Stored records
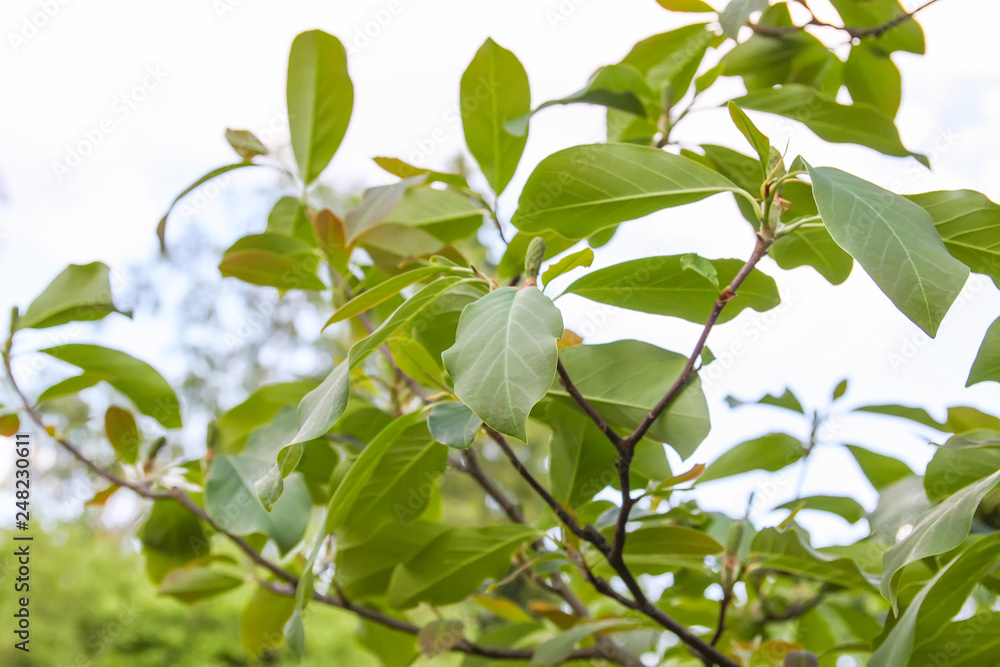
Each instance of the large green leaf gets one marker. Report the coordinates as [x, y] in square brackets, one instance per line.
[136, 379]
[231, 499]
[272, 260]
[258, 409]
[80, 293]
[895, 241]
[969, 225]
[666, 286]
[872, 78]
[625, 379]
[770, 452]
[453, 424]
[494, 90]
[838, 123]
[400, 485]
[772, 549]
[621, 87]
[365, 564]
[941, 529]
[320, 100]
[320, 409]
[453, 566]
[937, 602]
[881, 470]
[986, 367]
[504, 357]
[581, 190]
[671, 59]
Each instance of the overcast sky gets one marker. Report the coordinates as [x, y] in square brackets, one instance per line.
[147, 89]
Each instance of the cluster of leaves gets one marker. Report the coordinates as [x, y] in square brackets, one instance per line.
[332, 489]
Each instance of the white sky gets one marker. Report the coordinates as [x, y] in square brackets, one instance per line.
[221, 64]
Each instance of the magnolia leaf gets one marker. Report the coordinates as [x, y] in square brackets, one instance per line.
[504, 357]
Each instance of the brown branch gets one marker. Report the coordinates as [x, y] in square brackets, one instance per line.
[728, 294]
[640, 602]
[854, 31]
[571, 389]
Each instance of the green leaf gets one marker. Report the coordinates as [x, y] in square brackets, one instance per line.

▶ [WHAT YOU ARE ASKED TO DO]
Line by line, write out the data above exactly, without the pictures.

▶ [RESULT]
Each instance of the large green leaf gets one marker. Report the coordinates as [x, y] in square brackets, one instance per line.
[136, 379]
[231, 499]
[272, 260]
[258, 409]
[80, 293]
[895, 241]
[969, 225]
[666, 286]
[872, 78]
[625, 379]
[770, 452]
[453, 424]
[494, 90]
[838, 123]
[400, 485]
[772, 549]
[621, 87]
[365, 564]
[941, 529]
[320, 100]
[320, 409]
[453, 566]
[937, 602]
[881, 470]
[986, 367]
[504, 357]
[581, 190]
[671, 59]
Each instance of the overcast sky gets one marker. Report the coordinates as [x, y] in square brackets, one instance per line.
[147, 89]
Each instance of the cluster of leaves gets one marker. Report the coordinates as [x, y] in square brackets, one instance per line.
[332, 489]
Each instance of the white sky gets one marker. Report the coordinates as [x, y] in square brackets, one instance per line.
[221, 64]
Each instance of the magnolia leaf gets one marker. Report the coordinates as [x, y] in square brackets, one instance per line.
[504, 357]
Each instance of the brown branch gets one marker. Report the coordinates as [x, y] in square brackets, one instance per line.
[728, 294]
[640, 602]
[854, 31]
[571, 389]
Each instance of the green leaf gets one marker. Report the coordinates as [x, y] in square brackets, one instance per line.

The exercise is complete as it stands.